Curator Hou Hanru tells Laura Howard about his approach to the 5th Auckland Triennial and how biennials and triennials are blossoming worldwide.

Curator Hou Hanru tells Laura Howard about his approach to the 5th Auckland Triennial and how biennials and triennials are blossoming worldwide.

"The regular critiques of their repeated-ness and lack of originality which also query the relevance of these often ‘over-globalised’ events and their seeming ignorance of local contexts seem to be legitimate – even unavoidable. 

"Engaging artists and their work with the local geo-political-cultural conditions and local communities therefore becomes a necessity.  We are determined to consecrate out art creation and engage ourselves in the specific locality where it takes place."

Hanru was born in Guangzhou, China, and has worked as a critic and curator in Paris and San Fransisco. He has previously curated major biennials including Lyon, Istanbul, and Guangzhou.

The 5th Auckland Triennial includes work by more than 30 New Zealand and international artists, collectives and architects and is now on at Auckland Art Gallery and eight additional sites around Auckland until 11 August. 

What are some of the projects you have been working on prior to curating the Triennial?

Cities On The Move (1997–2000), Shanghai Biennale (2000), Gwangju Biennale (2002), Venice Biennale (French Pavilion, 1999, Z.O.U. - Zone Of Urgency, 2003, Chinese Pavilion, 2007), Nuit Blanche (2004, Paris), the 2nd Guangzhou Triennial (2005), the 2nd Tirana Biennial (2005), the 10th Istanbul Biennial (2007), Global Multitude (Luxembourg 2007), Trans(cient)City (Luxembourg 2007), EV+A 2008 (Limerick), The Spectacle of the Everyday, The 10th Lyon Biennale (Lyon, 2009), etc. He is currently curating the 5th Auckland Triennial (Auckland, New Zealand, May - August 2013).]

What’s your impression of New Zealand’s art scene?

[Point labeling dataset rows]

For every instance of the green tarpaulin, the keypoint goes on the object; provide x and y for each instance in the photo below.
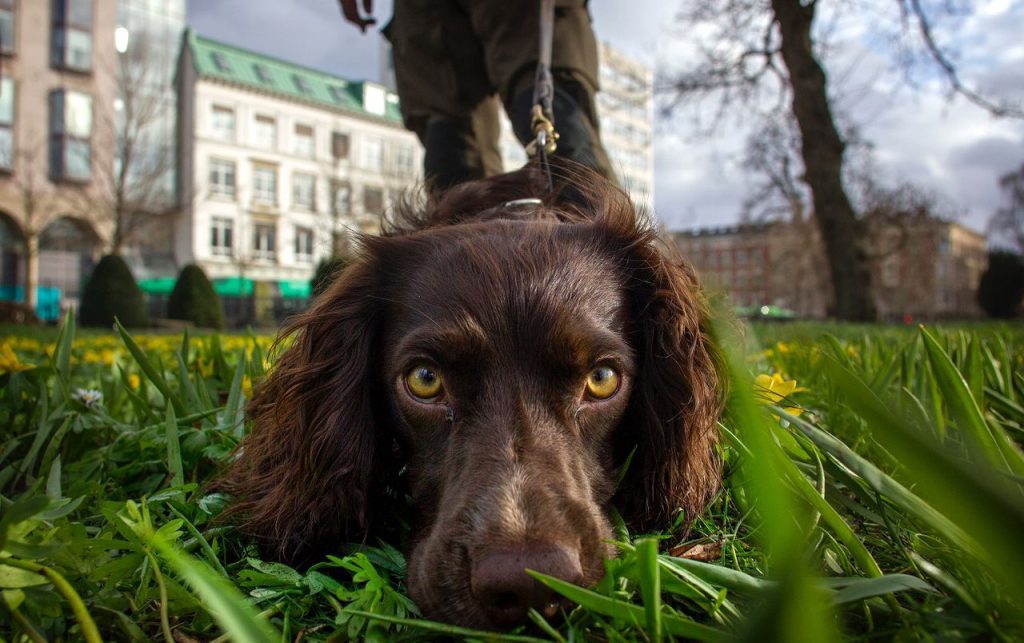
(233, 287)
(160, 286)
(295, 290)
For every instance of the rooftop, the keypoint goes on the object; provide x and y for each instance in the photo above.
(232, 65)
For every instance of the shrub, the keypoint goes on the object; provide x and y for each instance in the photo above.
(195, 300)
(112, 292)
(1001, 285)
(327, 271)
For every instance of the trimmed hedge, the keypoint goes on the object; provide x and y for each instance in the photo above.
(327, 271)
(195, 300)
(112, 292)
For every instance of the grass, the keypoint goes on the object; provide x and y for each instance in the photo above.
(872, 489)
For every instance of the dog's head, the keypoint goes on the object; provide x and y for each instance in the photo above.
(502, 362)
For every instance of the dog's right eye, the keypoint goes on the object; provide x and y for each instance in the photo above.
(424, 383)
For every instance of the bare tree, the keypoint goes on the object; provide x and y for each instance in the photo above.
(759, 49)
(1008, 222)
(39, 200)
(134, 191)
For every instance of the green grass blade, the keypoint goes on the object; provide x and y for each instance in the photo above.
(61, 356)
(650, 586)
(996, 447)
(219, 597)
(174, 466)
(628, 612)
(441, 628)
(151, 373)
(860, 589)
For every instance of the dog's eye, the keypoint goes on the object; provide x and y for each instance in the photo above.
(423, 382)
(602, 383)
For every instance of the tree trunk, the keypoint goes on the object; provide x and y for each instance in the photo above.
(32, 270)
(821, 148)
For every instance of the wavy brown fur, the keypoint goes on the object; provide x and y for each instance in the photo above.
(331, 433)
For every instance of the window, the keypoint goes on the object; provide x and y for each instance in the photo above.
(6, 124)
(304, 191)
(222, 177)
(890, 271)
(71, 127)
(339, 145)
(264, 242)
(403, 161)
(72, 37)
(265, 132)
(301, 84)
(373, 200)
(263, 75)
(373, 154)
(305, 143)
(221, 236)
(303, 245)
(222, 123)
(264, 184)
(342, 198)
(6, 26)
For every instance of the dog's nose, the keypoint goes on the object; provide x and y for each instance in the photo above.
(506, 592)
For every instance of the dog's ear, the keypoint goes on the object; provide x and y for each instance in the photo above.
(302, 476)
(670, 428)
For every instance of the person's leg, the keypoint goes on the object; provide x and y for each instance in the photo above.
(510, 33)
(443, 91)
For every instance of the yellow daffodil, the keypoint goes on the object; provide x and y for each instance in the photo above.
(9, 361)
(775, 388)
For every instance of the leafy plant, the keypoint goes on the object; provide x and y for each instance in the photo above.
(871, 490)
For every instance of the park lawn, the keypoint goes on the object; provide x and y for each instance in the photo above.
(873, 487)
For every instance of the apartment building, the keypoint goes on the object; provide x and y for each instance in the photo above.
(56, 141)
(922, 268)
(280, 165)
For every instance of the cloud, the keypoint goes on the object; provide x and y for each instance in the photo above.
(919, 134)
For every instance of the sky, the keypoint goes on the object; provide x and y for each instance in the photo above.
(919, 134)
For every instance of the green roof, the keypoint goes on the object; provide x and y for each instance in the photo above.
(261, 73)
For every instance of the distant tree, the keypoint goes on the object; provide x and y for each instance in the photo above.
(1008, 222)
(1001, 286)
(759, 49)
(195, 300)
(134, 193)
(112, 292)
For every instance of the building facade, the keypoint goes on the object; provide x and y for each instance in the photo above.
(280, 165)
(56, 140)
(922, 267)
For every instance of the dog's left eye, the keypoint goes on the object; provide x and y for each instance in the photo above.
(602, 383)
(424, 382)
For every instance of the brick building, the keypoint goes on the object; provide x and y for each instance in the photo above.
(923, 267)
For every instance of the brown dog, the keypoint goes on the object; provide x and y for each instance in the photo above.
(498, 355)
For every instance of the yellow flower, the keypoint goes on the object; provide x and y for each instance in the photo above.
(9, 361)
(774, 388)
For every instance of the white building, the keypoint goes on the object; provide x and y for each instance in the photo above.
(279, 164)
(626, 106)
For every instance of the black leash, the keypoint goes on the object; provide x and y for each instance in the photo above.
(542, 116)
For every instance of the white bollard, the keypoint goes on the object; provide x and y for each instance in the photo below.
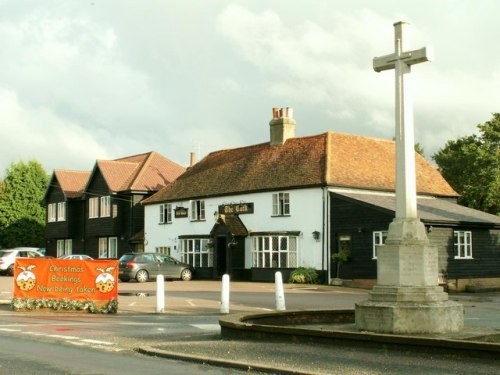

◆ TASKS TO CARRY OUT:
[1] Answer these questions from the Auckland Triennial interview:
(a) In what city and country was Hou Hanru born?
(b) Until what date is the 5th Auckland Triennial on?
(c) In what year did Hou Hanru work on the Gwangju Biennale?
[2] Write the next part of the Auckland Triennial interview, picking up after its final line.

◆ ANSWERS TO EACH TASK:
[1]
(a) Guangzhou, China
(b) 11 August
(c) 2002

[2]
There’s a freshness and a young spirit to much of what I have encountered of the New Zealand art scene.  It’s open and active, with a lot of beautiful independent attitudes on the part of the artists.  It differentiates itself from countries around it, including Australia, by negotiating a unique balance between Maori and Pakeha communities, and then more recently by an influx of people from around the Pacific Rim and the world. 

There has been spectacular development here just like in many other places but I sense the country is a little less dominated by the economic model found elsewhere.  There is a deeply-rooted insistence on an independent position.

The Asia Pacific art scene, in as much as it is one ‘scene’, shares that certain kind of freshness but in other ways consists of too many different countries and communities to be counted as one.  Where there is a red line connecting the region, it is perhaps in the emergence of a new economic power within it, and the urbanisation and social change inherent in that.

It is important to emphasise of course that all of the countries have their own singular, unique context, underneath which are many layers of complex historical and social ‘complications’.  This all leads, naturally, to very different outcomes, even between Australia and New Zealand, for example.

These interesting differences make the whole Asia Pacific region increasingly differentiated and diversified.

The 5th Auckland Triennial is titled If you were to live here...  Can you expand upon your choice of title and theme, and why it is relevant for Auckland?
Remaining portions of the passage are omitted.